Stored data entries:
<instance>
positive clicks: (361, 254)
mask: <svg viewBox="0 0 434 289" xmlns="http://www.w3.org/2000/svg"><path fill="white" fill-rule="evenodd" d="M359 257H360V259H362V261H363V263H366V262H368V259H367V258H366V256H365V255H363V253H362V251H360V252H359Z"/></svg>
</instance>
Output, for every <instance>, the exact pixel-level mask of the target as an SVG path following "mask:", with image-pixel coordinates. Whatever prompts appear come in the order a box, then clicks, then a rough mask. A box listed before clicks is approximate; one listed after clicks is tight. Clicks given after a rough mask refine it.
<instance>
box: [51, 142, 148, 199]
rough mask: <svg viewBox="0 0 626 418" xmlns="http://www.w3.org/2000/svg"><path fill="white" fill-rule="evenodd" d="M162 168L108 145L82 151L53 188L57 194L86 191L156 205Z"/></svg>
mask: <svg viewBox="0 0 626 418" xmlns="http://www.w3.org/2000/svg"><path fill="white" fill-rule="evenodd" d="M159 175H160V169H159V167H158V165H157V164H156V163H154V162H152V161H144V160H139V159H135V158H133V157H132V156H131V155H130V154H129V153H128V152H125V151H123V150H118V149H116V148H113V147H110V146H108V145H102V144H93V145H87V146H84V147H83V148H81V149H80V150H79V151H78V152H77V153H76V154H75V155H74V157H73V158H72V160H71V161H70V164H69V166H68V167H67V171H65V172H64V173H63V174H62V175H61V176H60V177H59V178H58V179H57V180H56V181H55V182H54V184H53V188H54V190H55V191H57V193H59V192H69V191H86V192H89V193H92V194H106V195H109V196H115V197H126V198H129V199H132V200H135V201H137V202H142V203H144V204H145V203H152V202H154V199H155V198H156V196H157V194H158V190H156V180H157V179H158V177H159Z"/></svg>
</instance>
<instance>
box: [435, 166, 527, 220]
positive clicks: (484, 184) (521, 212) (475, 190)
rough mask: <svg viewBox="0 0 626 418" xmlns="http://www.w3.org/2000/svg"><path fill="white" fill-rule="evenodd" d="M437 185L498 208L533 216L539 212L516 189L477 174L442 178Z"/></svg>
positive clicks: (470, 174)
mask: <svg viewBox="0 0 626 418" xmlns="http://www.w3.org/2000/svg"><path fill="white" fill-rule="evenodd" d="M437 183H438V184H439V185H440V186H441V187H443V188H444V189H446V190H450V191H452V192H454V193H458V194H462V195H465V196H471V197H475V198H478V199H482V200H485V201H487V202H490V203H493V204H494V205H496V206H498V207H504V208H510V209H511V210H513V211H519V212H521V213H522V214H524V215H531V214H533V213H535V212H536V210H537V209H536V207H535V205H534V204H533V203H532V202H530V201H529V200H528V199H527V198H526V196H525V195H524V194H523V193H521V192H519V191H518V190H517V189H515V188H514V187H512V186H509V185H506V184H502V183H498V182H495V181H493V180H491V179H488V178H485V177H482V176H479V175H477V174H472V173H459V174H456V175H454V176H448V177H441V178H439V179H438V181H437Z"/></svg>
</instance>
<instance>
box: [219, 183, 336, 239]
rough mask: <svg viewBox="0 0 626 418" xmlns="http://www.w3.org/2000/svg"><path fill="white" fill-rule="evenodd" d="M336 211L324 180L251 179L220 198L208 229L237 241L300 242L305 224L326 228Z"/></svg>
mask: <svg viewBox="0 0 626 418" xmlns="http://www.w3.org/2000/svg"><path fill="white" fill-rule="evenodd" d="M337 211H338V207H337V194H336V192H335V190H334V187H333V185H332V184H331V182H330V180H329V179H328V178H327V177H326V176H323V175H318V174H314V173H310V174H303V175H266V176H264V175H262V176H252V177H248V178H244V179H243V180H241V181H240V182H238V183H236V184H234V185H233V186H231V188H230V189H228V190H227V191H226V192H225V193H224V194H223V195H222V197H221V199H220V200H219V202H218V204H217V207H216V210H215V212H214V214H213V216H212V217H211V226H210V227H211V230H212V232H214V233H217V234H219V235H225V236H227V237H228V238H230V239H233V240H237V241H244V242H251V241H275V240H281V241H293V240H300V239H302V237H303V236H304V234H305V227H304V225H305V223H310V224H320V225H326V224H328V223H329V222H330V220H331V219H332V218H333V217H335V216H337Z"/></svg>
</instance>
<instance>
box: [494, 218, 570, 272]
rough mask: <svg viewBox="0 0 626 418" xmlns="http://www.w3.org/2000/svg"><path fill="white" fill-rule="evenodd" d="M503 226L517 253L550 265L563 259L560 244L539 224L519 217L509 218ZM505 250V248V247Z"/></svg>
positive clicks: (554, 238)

_The task:_ Copy each entry exactly, leaving every line as it is.

_Response to the exercise:_
<instance>
positive clicks: (361, 254)
mask: <svg viewBox="0 0 434 289" xmlns="http://www.w3.org/2000/svg"><path fill="white" fill-rule="evenodd" d="M359 257H360V259H362V261H363V263H366V262H368V259H367V258H366V256H365V255H363V253H362V251H360V252H359Z"/></svg>
</instance>
Output, for every <instance>, the exact pixel-level mask of the target as an SVG path following "mask:", with image-pixel coordinates. Whatever prompts appear come in the order a box, then clicks, then a rough mask. A box listed before clicks is approximate; one listed after clicks is tight. Clicks given after a rough mask refine it.
<instance>
box: [51, 142, 148, 199]
rough mask: <svg viewBox="0 0 626 418" xmlns="http://www.w3.org/2000/svg"><path fill="white" fill-rule="evenodd" d="M162 168L108 145L82 151L53 188L57 194L86 191L156 205Z"/></svg>
mask: <svg viewBox="0 0 626 418" xmlns="http://www.w3.org/2000/svg"><path fill="white" fill-rule="evenodd" d="M159 175H160V169H159V167H158V165H157V164H156V163H154V162H152V161H144V160H139V159H135V158H133V157H132V156H131V155H130V154H129V153H128V152H125V151H123V150H118V149H116V148H113V147H110V146H108V145H102V144H93V145H87V146H84V147H83V148H81V149H80V150H79V151H78V152H77V153H76V154H75V155H74V157H73V158H72V160H71V161H70V164H69V166H68V167H67V171H65V172H64V173H63V174H62V175H61V176H60V177H59V178H58V179H57V180H56V181H55V182H54V184H53V188H54V190H55V191H57V193H59V192H69V191H86V192H89V193H92V194H106V195H109V196H115V197H126V198H129V199H132V200H135V201H137V202H142V203H144V204H145V203H152V202H154V199H155V198H156V196H157V194H158V190H156V180H157V179H158V177H159Z"/></svg>
</instance>
<instance>
box: [435, 166, 527, 220]
positive clicks: (484, 184) (521, 212) (475, 190)
rough mask: <svg viewBox="0 0 626 418" xmlns="http://www.w3.org/2000/svg"><path fill="white" fill-rule="evenodd" d="M437 185L498 208L533 216L539 212L516 189L477 174L442 178Z"/></svg>
positive clicks: (470, 174)
mask: <svg viewBox="0 0 626 418" xmlns="http://www.w3.org/2000/svg"><path fill="white" fill-rule="evenodd" d="M437 183H438V184H439V185H440V186H441V187H443V188H444V189H446V190H450V191H452V192H454V193H458V194H462V195H465V196H471V197H475V198H478V199H482V200H485V201H487V202H490V203H493V204H494V205H496V206H498V207H504V208H510V209H511V210H513V211H519V212H521V213H522V214H524V215H531V214H533V213H535V212H536V210H537V209H536V207H535V205H534V204H533V203H532V202H530V201H529V200H528V199H527V198H526V196H525V195H524V194H523V193H521V192H519V191H518V190H517V189H515V188H514V187H512V186H509V185H506V184H502V183H498V182H495V181H493V180H491V179H488V178H485V177H482V176H479V175H477V174H472V173H459V174H456V175H454V176H448V177H441V178H439V179H438V181H437Z"/></svg>
</instance>
<instance>
box: [219, 183, 336, 239]
rough mask: <svg viewBox="0 0 626 418" xmlns="http://www.w3.org/2000/svg"><path fill="white" fill-rule="evenodd" d="M336 211L324 180L251 179L220 198L208 229L237 241L300 242L305 224L326 228Z"/></svg>
mask: <svg viewBox="0 0 626 418" xmlns="http://www.w3.org/2000/svg"><path fill="white" fill-rule="evenodd" d="M337 211H338V207H337V194H336V192H335V190H334V187H333V185H332V184H331V182H330V180H329V179H328V178H327V177H326V176H323V175H318V174H314V173H310V174H303V175H266V176H264V175H262V176H252V177H248V178H244V179H243V180H241V181H240V182H238V183H236V184H234V185H233V186H231V188H230V189H228V190H227V191H226V192H225V193H224V194H223V195H222V197H221V199H220V200H219V202H218V204H217V207H216V210H215V212H214V214H213V216H212V217H211V226H210V227H211V230H212V232H214V233H217V234H219V235H225V236H227V237H228V238H230V239H233V240H237V241H244V242H251V241H275V240H281V241H293V240H300V239H302V237H303V236H304V234H305V227H304V225H305V223H310V224H320V225H326V224H328V223H329V222H330V220H331V219H332V218H333V217H335V216H337Z"/></svg>
</instance>
<instance>
box: [494, 218, 570, 272]
rough mask: <svg viewBox="0 0 626 418" xmlns="http://www.w3.org/2000/svg"><path fill="white" fill-rule="evenodd" d="M503 226L517 253L550 265L563 259L560 244L539 224L519 217L509 218ZM505 250V248V247Z"/></svg>
positive clicks: (554, 238)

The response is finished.